■ YOUR OBJECTIVE:
Give back only the lines from the one with "Pick out the stone wall" through the last line of the data, exactly as they appear.
• • • • • • •
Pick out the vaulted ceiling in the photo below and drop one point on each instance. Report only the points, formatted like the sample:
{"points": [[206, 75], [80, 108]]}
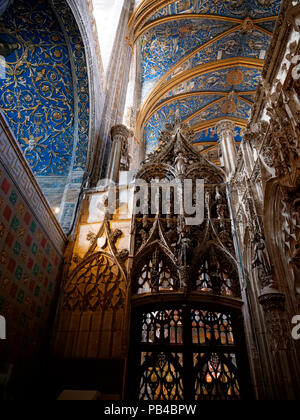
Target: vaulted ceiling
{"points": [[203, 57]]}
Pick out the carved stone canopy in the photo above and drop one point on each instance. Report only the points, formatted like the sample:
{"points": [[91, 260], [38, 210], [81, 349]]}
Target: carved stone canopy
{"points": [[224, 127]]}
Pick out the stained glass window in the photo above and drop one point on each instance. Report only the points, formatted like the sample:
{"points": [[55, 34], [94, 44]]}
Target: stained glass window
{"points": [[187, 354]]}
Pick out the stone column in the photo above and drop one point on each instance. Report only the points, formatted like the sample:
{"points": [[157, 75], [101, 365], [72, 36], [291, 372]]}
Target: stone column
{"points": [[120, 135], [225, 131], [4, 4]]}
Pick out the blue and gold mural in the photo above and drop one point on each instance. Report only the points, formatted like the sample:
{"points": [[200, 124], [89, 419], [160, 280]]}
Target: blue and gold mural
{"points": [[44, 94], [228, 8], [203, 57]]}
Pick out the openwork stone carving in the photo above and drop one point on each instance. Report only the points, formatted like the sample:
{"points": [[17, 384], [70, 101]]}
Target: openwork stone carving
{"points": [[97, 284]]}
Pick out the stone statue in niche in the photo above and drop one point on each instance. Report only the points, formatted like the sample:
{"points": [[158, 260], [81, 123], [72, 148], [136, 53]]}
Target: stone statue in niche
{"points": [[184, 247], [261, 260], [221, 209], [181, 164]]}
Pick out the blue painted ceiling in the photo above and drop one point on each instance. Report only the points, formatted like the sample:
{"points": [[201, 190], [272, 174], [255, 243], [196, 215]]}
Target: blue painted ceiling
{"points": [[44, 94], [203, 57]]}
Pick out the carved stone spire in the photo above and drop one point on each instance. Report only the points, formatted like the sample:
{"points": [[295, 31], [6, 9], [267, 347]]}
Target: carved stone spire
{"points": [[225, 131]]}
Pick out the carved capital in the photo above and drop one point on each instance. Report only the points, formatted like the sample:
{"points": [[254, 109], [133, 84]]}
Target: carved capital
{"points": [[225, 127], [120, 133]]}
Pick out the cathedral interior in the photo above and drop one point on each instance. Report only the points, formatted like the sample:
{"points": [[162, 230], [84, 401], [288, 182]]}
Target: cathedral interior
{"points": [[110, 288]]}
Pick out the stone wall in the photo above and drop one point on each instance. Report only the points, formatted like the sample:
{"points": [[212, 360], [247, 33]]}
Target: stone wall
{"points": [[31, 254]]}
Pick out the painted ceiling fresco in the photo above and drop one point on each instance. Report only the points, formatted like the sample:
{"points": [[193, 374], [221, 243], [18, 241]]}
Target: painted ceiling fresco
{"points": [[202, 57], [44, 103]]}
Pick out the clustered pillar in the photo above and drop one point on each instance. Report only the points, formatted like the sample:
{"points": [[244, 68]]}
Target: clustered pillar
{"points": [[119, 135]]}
• • • • • • •
■ EXERCISE OUTPUT:
Pick out the stone wall in the photo above and drop one point on each instance. Report only the points, formatted like the sample:
{"points": [[212, 360], [247, 33]]}
Target: stone wall
{"points": [[31, 254]]}
Pick out the painted ceiling fresco in the photo above and drop one point on each instance. Report only the points, formatted like the sample:
{"points": [[193, 374], [221, 243], [18, 241]]}
Target: painted ceiling fresco
{"points": [[202, 57], [44, 103]]}
Pick out the clustered pillar in the photo above and drop one point on each instance. Report only the points, formatted like the sample:
{"points": [[244, 68]]}
Target: clustered pillar
{"points": [[119, 135]]}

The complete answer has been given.